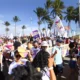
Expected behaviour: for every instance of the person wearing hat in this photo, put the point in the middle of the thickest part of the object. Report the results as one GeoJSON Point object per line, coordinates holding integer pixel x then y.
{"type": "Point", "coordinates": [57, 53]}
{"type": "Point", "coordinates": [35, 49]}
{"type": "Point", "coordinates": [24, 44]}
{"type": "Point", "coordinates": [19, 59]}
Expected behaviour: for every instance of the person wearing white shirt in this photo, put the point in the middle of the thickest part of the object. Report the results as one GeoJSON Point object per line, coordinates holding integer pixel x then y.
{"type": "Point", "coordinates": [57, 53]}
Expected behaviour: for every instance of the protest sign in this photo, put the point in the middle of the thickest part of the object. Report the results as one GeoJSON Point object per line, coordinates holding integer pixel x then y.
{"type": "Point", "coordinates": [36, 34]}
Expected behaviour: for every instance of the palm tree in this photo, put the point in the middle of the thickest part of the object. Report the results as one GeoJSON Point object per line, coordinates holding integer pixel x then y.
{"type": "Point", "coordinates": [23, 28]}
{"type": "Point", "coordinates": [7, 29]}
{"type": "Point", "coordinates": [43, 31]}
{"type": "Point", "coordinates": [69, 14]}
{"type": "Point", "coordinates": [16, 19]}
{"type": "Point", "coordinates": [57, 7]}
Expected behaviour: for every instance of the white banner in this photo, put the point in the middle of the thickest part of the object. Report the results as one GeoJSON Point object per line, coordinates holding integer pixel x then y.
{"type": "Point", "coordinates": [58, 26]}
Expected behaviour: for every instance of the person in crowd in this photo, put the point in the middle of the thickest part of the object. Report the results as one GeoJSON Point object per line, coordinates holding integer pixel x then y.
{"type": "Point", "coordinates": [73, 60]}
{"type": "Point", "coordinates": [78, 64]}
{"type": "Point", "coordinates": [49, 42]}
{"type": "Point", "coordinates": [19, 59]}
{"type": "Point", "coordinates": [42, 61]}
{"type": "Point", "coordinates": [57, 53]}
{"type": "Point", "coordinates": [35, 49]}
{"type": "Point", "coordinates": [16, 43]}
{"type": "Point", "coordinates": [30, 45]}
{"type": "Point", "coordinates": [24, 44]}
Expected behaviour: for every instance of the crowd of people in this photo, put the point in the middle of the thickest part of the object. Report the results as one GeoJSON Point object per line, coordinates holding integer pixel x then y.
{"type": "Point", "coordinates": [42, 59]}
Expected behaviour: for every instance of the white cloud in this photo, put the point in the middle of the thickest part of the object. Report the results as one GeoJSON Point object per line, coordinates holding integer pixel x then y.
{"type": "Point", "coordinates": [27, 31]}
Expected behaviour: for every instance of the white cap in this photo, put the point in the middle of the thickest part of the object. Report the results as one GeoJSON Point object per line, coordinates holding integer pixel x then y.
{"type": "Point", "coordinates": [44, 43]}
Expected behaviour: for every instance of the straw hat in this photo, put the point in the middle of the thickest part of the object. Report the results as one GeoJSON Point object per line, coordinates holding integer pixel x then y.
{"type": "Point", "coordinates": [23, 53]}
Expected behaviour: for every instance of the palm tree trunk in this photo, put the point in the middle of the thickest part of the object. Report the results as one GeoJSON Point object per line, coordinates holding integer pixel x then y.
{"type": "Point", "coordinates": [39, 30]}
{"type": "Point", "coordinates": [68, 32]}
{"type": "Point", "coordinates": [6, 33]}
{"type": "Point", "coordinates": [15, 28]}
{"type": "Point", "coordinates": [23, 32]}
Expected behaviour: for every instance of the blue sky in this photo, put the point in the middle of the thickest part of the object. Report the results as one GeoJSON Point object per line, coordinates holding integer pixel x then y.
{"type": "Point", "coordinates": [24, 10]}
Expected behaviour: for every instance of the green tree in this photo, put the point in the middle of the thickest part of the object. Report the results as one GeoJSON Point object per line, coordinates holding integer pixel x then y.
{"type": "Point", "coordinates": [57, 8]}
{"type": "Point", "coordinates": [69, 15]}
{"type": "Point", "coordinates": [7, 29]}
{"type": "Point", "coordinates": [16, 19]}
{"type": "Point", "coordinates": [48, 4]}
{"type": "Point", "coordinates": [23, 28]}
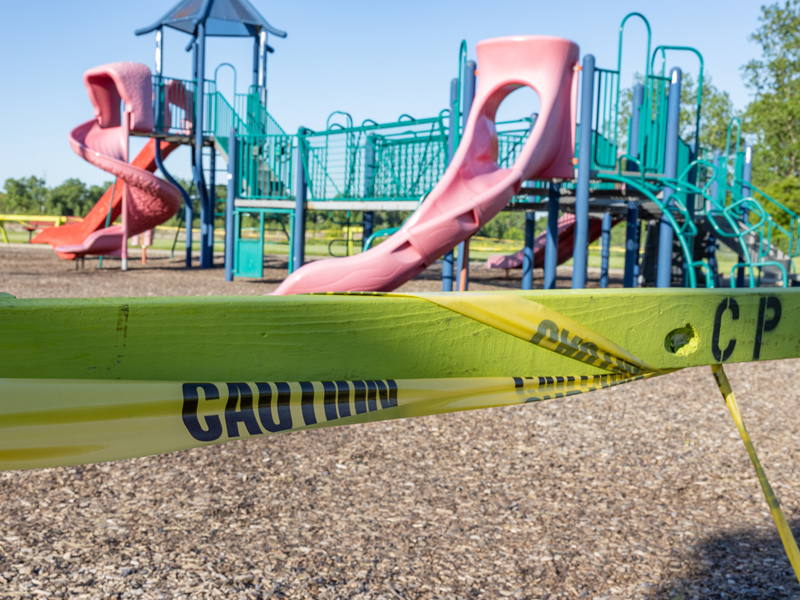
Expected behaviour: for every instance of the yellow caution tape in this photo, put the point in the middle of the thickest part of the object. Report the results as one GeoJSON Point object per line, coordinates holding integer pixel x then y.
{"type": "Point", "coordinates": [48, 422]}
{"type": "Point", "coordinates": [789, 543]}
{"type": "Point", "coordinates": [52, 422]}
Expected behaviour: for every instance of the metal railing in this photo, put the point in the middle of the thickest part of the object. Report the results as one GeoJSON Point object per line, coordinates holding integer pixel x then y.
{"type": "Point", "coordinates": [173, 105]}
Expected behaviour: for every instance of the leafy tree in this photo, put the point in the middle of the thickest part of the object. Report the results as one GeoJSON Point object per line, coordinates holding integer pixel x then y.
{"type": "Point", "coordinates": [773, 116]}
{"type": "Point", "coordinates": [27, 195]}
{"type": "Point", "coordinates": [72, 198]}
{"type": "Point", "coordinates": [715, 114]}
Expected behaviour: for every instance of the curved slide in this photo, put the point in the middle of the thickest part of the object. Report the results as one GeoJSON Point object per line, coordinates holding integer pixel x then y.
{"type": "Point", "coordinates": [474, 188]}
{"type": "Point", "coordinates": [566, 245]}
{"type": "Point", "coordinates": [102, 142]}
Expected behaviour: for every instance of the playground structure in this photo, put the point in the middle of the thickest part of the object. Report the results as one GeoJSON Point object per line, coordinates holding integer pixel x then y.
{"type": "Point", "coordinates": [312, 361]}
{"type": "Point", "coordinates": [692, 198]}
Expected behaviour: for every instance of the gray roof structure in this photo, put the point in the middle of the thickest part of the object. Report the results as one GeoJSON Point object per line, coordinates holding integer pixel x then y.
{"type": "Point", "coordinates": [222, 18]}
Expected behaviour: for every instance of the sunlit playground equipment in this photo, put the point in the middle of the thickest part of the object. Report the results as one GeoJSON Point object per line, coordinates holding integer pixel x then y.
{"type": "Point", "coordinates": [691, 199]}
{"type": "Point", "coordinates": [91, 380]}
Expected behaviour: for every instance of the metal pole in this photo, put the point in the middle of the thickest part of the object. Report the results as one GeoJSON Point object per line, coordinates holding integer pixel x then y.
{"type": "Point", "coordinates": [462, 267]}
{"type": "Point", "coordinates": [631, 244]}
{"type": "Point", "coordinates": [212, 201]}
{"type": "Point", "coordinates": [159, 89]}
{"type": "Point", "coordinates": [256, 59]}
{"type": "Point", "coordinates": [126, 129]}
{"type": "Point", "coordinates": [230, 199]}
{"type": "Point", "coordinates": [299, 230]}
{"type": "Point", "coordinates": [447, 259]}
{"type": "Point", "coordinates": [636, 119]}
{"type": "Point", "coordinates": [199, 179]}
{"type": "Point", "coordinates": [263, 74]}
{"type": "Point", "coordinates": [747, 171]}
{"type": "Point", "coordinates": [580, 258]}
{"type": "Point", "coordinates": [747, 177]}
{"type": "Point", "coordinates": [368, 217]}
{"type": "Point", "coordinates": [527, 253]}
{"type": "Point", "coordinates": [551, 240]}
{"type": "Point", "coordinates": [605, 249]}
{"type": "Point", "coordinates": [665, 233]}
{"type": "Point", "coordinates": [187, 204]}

....................

Exercise objective: What comes back should match the records exactly, minus any pictures.

Task response:
Expected behaviour: for every instance of the person wearing hat in this photo, put the point in the middle of the thickest part of the object. Report the results as one GeoJSON Point object per line, coordinates holding integer pixel x then y.
{"type": "Point", "coordinates": [57, 53]}
{"type": "Point", "coordinates": [35, 49]}
{"type": "Point", "coordinates": [24, 44]}
{"type": "Point", "coordinates": [19, 59]}
Expected behaviour: for every instance of the person wearing white shirt in this photo, put the point in the middle of the thickest part of the object. Report the results as one GeoJSON Point object per line, coordinates holding integer pixel x then y.
{"type": "Point", "coordinates": [57, 53]}
Expected behaviour: for every instance of the protest sign in this photo, put the point in the middle of the thickest part of the object. Report the results as one GeoJSON Point object per line, coordinates holding integer pixel x then y.
{"type": "Point", "coordinates": [36, 34]}
Expected behaviour: for every instance of the palm tree in this photo, put the point in the middle of the thickest part of the object. Report the results as one GeoJSON Point object per line, coordinates holding integer pixel x then y.
{"type": "Point", "coordinates": [23, 28]}
{"type": "Point", "coordinates": [7, 29]}
{"type": "Point", "coordinates": [43, 31]}
{"type": "Point", "coordinates": [69, 14]}
{"type": "Point", "coordinates": [16, 19]}
{"type": "Point", "coordinates": [57, 7]}
Expected behaviour: for every instance of the white banner in this photo, put the point in the middle of the thickest part of the object. Report the results as one GeoJSON Point object per line, coordinates holding integer pixel x then y.
{"type": "Point", "coordinates": [58, 26]}
Expected behaviour: for every instance of the person in crowd in this photo, put the point in the middle of the thickest part of the object. Report the results as one GeoJSON Point object per line, coordinates holding integer pixel x then y.
{"type": "Point", "coordinates": [73, 60]}
{"type": "Point", "coordinates": [78, 64]}
{"type": "Point", "coordinates": [49, 42]}
{"type": "Point", "coordinates": [19, 59]}
{"type": "Point", "coordinates": [42, 61]}
{"type": "Point", "coordinates": [57, 53]}
{"type": "Point", "coordinates": [35, 49]}
{"type": "Point", "coordinates": [16, 43]}
{"type": "Point", "coordinates": [30, 45]}
{"type": "Point", "coordinates": [24, 44]}
Expected behaviour: for every instance of the crowd of people in this photo, put the point in the middle of the thickest part of the object. Report the results as one GeoJSON Point object per line, coordinates holding integer pixel x then y.
{"type": "Point", "coordinates": [42, 59]}
Expected behaviour: for every instance of the white cloud in this photo, put the point in the middle of the thickest part of the object. Report the results as one GeoJSON Point object per line, coordinates holding integer pixel x then y.
{"type": "Point", "coordinates": [27, 31]}
Expected behaviour: for every instance of the white cap in this photo, put the point in the middle of the thickest part of the object. Report the results as one GeoJSON Point object per line, coordinates holding integer pixel x then y.
{"type": "Point", "coordinates": [44, 43]}
Expected behaviour: for every instance of the straw hat in this photo, put the point in the middle of the thickest part of the object. Report the results as one GeoJSON Point object per line, coordinates holding integer pixel x then y.
{"type": "Point", "coordinates": [23, 53]}
Expected behaviour: for every instance of the palm tree trunk in this photo, put the point in the middle of the thickest part of the object. Report the results as one GeoJSON Point object per line, coordinates holding integer pixel x then y.
{"type": "Point", "coordinates": [39, 30]}
{"type": "Point", "coordinates": [68, 32]}
{"type": "Point", "coordinates": [6, 33]}
{"type": "Point", "coordinates": [15, 28]}
{"type": "Point", "coordinates": [23, 32]}
Expected behaviour: for every instance of the blue sky in this photo, put the point in the middle of the thickest part of the object. Report the results as one GeoJSON Point object per line, coordinates holding integer pixel x then y.
{"type": "Point", "coordinates": [24, 10]}
Expected behaviour: for every instance of the green tree in this photo, put the point in the middle of the thickest part of the object. Report the results as one GeoJSON Point object per line, coordinates holding integer pixel x then y.
{"type": "Point", "coordinates": [57, 8]}
{"type": "Point", "coordinates": [69, 15]}
{"type": "Point", "coordinates": [7, 29]}
{"type": "Point", "coordinates": [16, 19]}
{"type": "Point", "coordinates": [48, 4]}
{"type": "Point", "coordinates": [23, 28]}
Expected behaviour: for every instance of the yellow caution tape in this photo, put the point in the middle of the thickest part of the object. Report the results as one GeoJSON Point object per line, coordinates holding integer pixel x then y.
{"type": "Point", "coordinates": [48, 422]}
{"type": "Point", "coordinates": [789, 543]}
{"type": "Point", "coordinates": [52, 422]}
Expected behaviour: for every instance of the metal railing in this photo, put the point in the middle of the thickest part of the object. Report the results as one GeoJSON Point object per line, coordinates holding integer pixel x then y.
{"type": "Point", "coordinates": [173, 105]}
Expected behaviour: for every instance of the leafy tree in this photo, put the point in the middle of the thickest part of the object. Report the results as one GeoJSON Point object per line, coordinates holding integer pixel x then y.
{"type": "Point", "coordinates": [773, 116]}
{"type": "Point", "coordinates": [27, 195]}
{"type": "Point", "coordinates": [72, 198]}
{"type": "Point", "coordinates": [715, 114]}
Expected behaviour: for every instance of the curved slide in this photo, put the point in the middle of the thickest part of the object. Report the results as one GeoJSON Point object per line, coordinates holding integer pixel x then y.
{"type": "Point", "coordinates": [474, 188]}
{"type": "Point", "coordinates": [566, 245]}
{"type": "Point", "coordinates": [102, 142]}
Expected behaviour: for every instance of the playground structure in this photo, put the point in the middle of the thickest part of the object. Report the results as one GeoJSON Point object per line, coordinates holding integer pixel x then y.
{"type": "Point", "coordinates": [312, 361]}
{"type": "Point", "coordinates": [692, 198]}
Expected behaviour: for every instance of the gray roof structure in this photo, put the point in the middle of the thickest part of the object. Report the results as one GeoJSON Point object per line, coordinates holding integer pixel x then y.
{"type": "Point", "coordinates": [222, 18]}
Expected behaviour: for every instance of the sunlit playground equipment in this photo, put the point in the middle of the thickest part of the object. Report the results as one GeoJSON Point object per line, coordinates holding integer pixel x then y.
{"type": "Point", "coordinates": [691, 199]}
{"type": "Point", "coordinates": [91, 380]}
Expected behaviour: for every instance of the metal pole in this photo, put the point in the middle of the thickest part of the object. Report the results as one GeoJSON Point object per line, coordinates holding integer pixel x then y.
{"type": "Point", "coordinates": [462, 267]}
{"type": "Point", "coordinates": [631, 244]}
{"type": "Point", "coordinates": [212, 201]}
{"type": "Point", "coordinates": [159, 89]}
{"type": "Point", "coordinates": [256, 59]}
{"type": "Point", "coordinates": [126, 129]}
{"type": "Point", "coordinates": [230, 199]}
{"type": "Point", "coordinates": [299, 230]}
{"type": "Point", "coordinates": [447, 259]}
{"type": "Point", "coordinates": [636, 119]}
{"type": "Point", "coordinates": [199, 179]}
{"type": "Point", "coordinates": [263, 74]}
{"type": "Point", "coordinates": [747, 171]}
{"type": "Point", "coordinates": [580, 258]}
{"type": "Point", "coordinates": [747, 177]}
{"type": "Point", "coordinates": [368, 217]}
{"type": "Point", "coordinates": [527, 253]}
{"type": "Point", "coordinates": [551, 240]}
{"type": "Point", "coordinates": [605, 249]}
{"type": "Point", "coordinates": [665, 233]}
{"type": "Point", "coordinates": [187, 204]}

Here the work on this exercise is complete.